- **What you will do**
Please recast all of the material below as a numbered list with blank lines left out. Leave the pictures out of your answer.

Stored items
>> start

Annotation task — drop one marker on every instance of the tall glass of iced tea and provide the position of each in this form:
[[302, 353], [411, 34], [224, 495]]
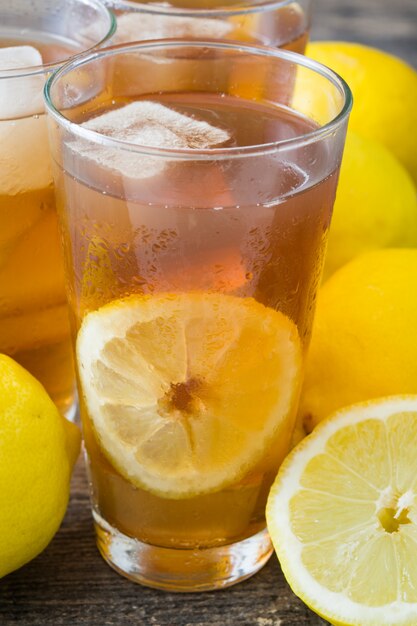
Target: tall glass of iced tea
[[277, 23], [195, 223], [35, 37]]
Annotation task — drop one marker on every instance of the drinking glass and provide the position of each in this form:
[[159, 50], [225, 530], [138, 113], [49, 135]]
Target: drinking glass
[[35, 38], [194, 222], [278, 23]]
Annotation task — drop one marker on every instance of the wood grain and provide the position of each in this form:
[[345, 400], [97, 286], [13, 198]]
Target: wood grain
[[69, 584]]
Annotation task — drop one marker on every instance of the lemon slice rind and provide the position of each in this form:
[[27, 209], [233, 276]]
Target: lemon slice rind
[[132, 351]]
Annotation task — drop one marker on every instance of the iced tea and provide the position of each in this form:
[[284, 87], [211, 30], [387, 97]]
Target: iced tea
[[268, 22], [195, 227], [34, 325]]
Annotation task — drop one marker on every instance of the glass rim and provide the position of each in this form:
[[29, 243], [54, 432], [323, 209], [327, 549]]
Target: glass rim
[[190, 153], [154, 9], [35, 70]]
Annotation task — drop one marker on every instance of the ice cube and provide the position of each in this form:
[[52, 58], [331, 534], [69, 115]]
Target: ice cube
[[150, 124], [145, 26], [20, 96]]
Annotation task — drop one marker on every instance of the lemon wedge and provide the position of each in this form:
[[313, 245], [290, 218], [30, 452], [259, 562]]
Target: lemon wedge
[[342, 515], [186, 392]]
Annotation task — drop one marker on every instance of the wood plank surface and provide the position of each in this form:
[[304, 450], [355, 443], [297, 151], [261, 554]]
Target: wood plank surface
[[69, 584]]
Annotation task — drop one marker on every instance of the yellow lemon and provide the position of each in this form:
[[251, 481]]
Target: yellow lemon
[[187, 393], [342, 515], [376, 204], [38, 449], [384, 91], [364, 341]]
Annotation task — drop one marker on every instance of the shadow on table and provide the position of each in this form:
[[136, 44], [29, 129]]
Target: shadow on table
[[70, 585]]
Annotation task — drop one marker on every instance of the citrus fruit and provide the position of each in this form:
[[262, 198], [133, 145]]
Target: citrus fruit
[[343, 519], [384, 92], [38, 449], [186, 391], [364, 340], [376, 204]]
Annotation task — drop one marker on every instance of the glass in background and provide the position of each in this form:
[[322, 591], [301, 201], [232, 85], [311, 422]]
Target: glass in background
[[35, 38], [277, 23]]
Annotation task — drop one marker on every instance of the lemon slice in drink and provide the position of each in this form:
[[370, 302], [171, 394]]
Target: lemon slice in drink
[[342, 515], [185, 392]]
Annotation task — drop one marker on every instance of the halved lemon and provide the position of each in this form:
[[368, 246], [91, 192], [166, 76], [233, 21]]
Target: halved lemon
[[342, 515], [185, 392]]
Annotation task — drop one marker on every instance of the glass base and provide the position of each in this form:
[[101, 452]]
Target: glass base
[[181, 569]]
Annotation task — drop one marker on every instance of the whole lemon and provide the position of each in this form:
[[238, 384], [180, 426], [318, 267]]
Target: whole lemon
[[38, 449], [376, 204], [364, 341], [384, 92]]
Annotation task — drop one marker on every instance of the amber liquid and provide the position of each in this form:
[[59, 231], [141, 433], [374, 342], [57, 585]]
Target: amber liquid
[[34, 325], [250, 227], [284, 27]]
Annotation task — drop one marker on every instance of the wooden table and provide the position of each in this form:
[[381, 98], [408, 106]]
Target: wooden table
[[69, 584]]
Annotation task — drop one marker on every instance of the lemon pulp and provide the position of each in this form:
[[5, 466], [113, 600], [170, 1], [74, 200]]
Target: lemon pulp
[[185, 392], [343, 517]]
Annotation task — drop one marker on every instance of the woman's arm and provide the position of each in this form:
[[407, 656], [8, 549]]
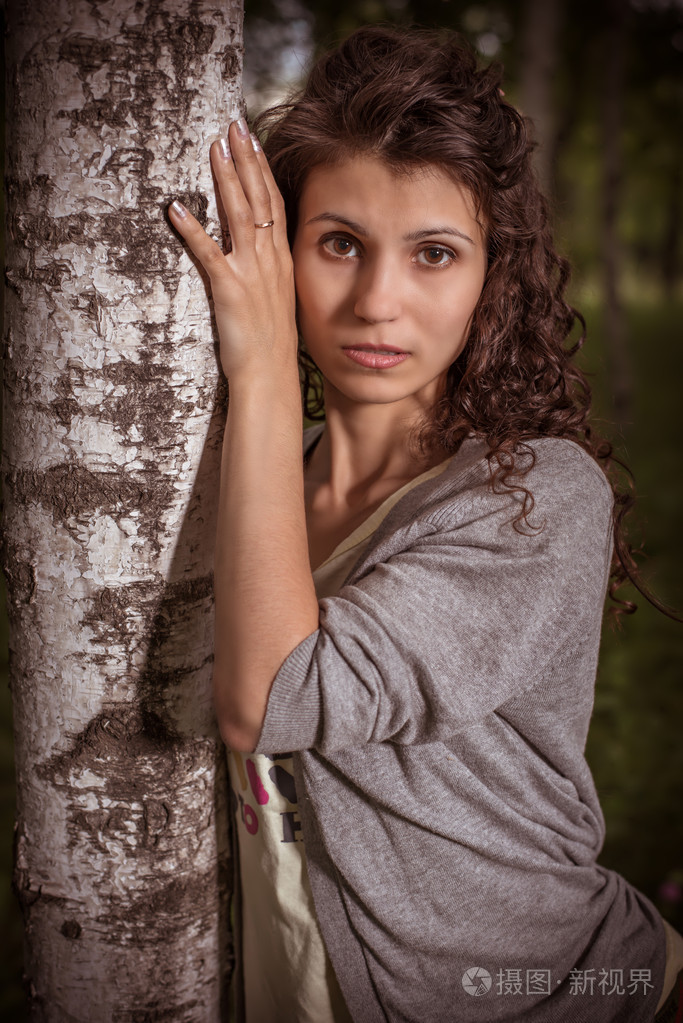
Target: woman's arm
[[265, 595]]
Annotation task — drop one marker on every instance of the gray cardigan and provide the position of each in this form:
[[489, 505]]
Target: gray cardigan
[[440, 713]]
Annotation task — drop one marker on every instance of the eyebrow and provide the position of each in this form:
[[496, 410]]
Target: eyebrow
[[412, 236]]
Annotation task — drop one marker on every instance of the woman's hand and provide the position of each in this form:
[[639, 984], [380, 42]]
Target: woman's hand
[[252, 285]]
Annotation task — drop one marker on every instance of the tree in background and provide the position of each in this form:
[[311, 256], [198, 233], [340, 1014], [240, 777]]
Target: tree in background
[[112, 425]]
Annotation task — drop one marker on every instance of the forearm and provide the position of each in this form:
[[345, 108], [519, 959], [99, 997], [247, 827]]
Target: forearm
[[265, 595]]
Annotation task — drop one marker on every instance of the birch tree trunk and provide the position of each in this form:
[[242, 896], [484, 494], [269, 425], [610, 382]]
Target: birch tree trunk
[[114, 416]]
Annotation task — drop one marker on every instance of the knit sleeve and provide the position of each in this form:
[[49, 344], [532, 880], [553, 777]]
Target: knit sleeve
[[460, 621]]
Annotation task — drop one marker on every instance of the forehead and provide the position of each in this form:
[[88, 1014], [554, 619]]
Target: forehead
[[366, 189]]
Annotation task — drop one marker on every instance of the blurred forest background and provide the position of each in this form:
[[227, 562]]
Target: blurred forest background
[[603, 82]]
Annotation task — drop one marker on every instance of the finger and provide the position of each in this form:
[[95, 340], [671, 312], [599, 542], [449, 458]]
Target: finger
[[278, 214], [231, 195], [249, 175]]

>> end

- **The output**
1. Annotation task — drop one marker on every instance of the tall glass of iced tea and provide the position of each in this form:
2. [[302, 353], [411, 34], [224, 495]]
3. Target: tall glass of iced tea
4. [[277, 23], [195, 223], [35, 37]]
5. Annotation task — drop one marker on every instance of the drinking glass and provide the position of each in this form:
6. [[159, 50], [225, 530], [138, 113], [49, 135]]
7. Target: drinking glass
8. [[35, 38], [194, 222], [278, 23]]
9. Annotation task — drop one marker on every instance of the wood grain and provide the position of each in this form:
10. [[345, 400], [97, 286], [13, 198]]
11. Target: wood grain
12. [[69, 584]]
13. Annotation task — drop one marker on every instance of the lemon slice rind and provide the position of each in this form:
14. [[27, 209], [233, 276]]
15. Target: lemon slice rind
16. [[132, 351]]
17. Annotation task — drop one marker on every instance of the iced tea and provide the position of each in this form:
18. [[284, 87], [211, 30], [387, 97]]
19. Target: iced tea
20. [[268, 22], [195, 227], [34, 325]]
21. Annotation task — drop one marker on every instance of the glass rim and provide the position of each in this form:
22. [[29, 243], [54, 432], [323, 209], [327, 549]]
23. Target: glass rim
24. [[190, 153], [154, 9], [35, 70]]
25. Annotation task — drop one marker on every instance of the ice cube and provide the position of each in this form:
26. [[52, 58], [331, 534], [69, 115]]
27. Target: ice cube
28. [[150, 124], [145, 26], [20, 96]]
29. Annotation task — drop one marker on every instance of the lemon wedge and provide the position of each in this form:
30. [[313, 245], [290, 218], [30, 452], [259, 562]]
31. Target: lemon wedge
32. [[342, 515], [186, 392]]
33. Annotation task — drop one marker on every instance of the wood plank surface and provide the position of each in this form:
34. [[304, 450], [355, 443], [297, 151], [261, 554]]
35. Target: wood plank surface
36. [[69, 584]]
37. Annotation task — drop one marker on every instance of the yellow lemon and provide the position of each in this form:
38. [[251, 481]]
39. Target: yellow lemon
40. [[187, 393], [342, 515], [376, 204], [38, 449], [384, 91], [364, 341]]
41. Annotation task — drop one marker on every instance of the shadow on table and provide the position of each in this form:
42. [[136, 44], [29, 129]]
43. Target: shadow on table
44. [[70, 585]]
45. Annotation task — drop one marker on every instance of the citrus fruit and provide the position of each in this form:
46. [[262, 198], [133, 145]]
47. Target: citrus fruit
48. [[343, 519], [384, 92], [38, 449], [186, 391], [364, 340], [376, 204]]
49. Annotation task — drop one marker on every instance of the glass in background and provide the position of each in this form:
50. [[322, 591], [301, 201], [232, 85], [311, 422]]
51. Target: glass in background
52. [[35, 38], [277, 23]]
53. Annotation task — drop one marker on every instance of the lemon slice in drink and provide the position of each in this form:
54. [[370, 302], [171, 394]]
55. Target: lemon slice in drink
56. [[342, 515], [185, 392]]
57. Annotation task — drop one marker on every instance of the halved lemon and provide the position of each in this form:
58. [[368, 246], [91, 192], [166, 76], [233, 21]]
59. Target: halved lemon
60. [[342, 515], [185, 392]]
61. Annotation task — drop one marker on every instance of the glass base and provide the position of each in this form:
62. [[101, 452]]
63. Target: glass base
64. [[181, 569]]
65. Annotation task — drop one marker on every instance of the whole lemon and provide the position of each in this form:
66. [[238, 384], [180, 426], [318, 267]]
67. Target: whole lemon
68. [[38, 449], [376, 204], [364, 341], [384, 92]]
69. Annotation task — drop one marker on every instance of the amber liquid and provide the position of each in this form:
70. [[59, 231], [141, 433], [374, 342], [57, 585]]
71. Target: amber liquid
72. [[34, 325], [250, 227], [284, 27]]
73. Annotation task — drop one marker on every instance of the wooden table and provide the position of each in this form:
74. [[381, 98], [408, 106]]
75. Target: wooden table
76. [[69, 584]]
77. Annotation task — drop one marker on every instance of the lemon pulp and provide the position of each in this form:
78. [[5, 466], [113, 600], [170, 1], [74, 200]]
79. Target: lemon pulp
80. [[185, 392], [343, 517]]
81. Annotation task — drop one marker on every instance of the woman's arm and provide the position of each in this form:
82. [[407, 656], [8, 549]]
83. Target: woman's arm
84. [[265, 595]]
85. Annotation task — drop one marker on every instance of the gray cardigan and provide the position of each in this form:
86. [[489, 505]]
87. Target: gray cardigan
88. [[440, 713]]
89. Annotation task — drop one marker on every instance of the eyebrow and provide the position of each in this form:
90. [[496, 410]]
91. Target: eyebrow
92. [[412, 236]]
93. Annotation task — drop one marker on every instance of the woman's hand and provide the position of each in this form:
94. [[639, 984], [380, 42]]
95. Target: woman's hand
96. [[252, 285]]
97. Annotation task — drop one marker on every instance of the tree in background and provide the position of each in this form:
98. [[311, 256], [198, 233], [340, 1014], [240, 777]]
99. Target: tree in background
100. [[112, 425]]
101. Annotation task — drop one marker on every instance of the forearm and provide the position of each in this form:
102. [[345, 108], [519, 959], [99, 997], [247, 827]]
103. Target: forearm
104. [[265, 595]]
105. Annotation task — drop one marker on every instance of the birch tree trunk and provide the position of each in this form:
106. [[242, 896], [484, 494], [269, 425], [610, 382]]
107. Target: birch tree trunk
108. [[114, 416]]
109. Annotation task — drop one marker on every instance of the knit sleeve and provide the position of each in this form:
110. [[49, 344], [532, 880], [553, 777]]
111. Target: knit sleeve
112. [[460, 621]]
113. Annotation task — drop one marker on every instance of the forehead and provide the position of each in this form:
114. [[88, 1014], [554, 619]]
115. Target: forehead
116. [[366, 189]]
117. Annotation task — drop one marker on every instance of the blurred forest background and provide the position of each in this form:
118. [[227, 562]]
119. Target: blurred forest background
120. [[603, 82]]
121. Annotation task — drop one marker on every instance of the finger and provide the position of each in this form:
122. [[95, 340], [671, 312], [599, 542], [449, 458]]
123. Target: finger
124. [[278, 214], [231, 195], [249, 175]]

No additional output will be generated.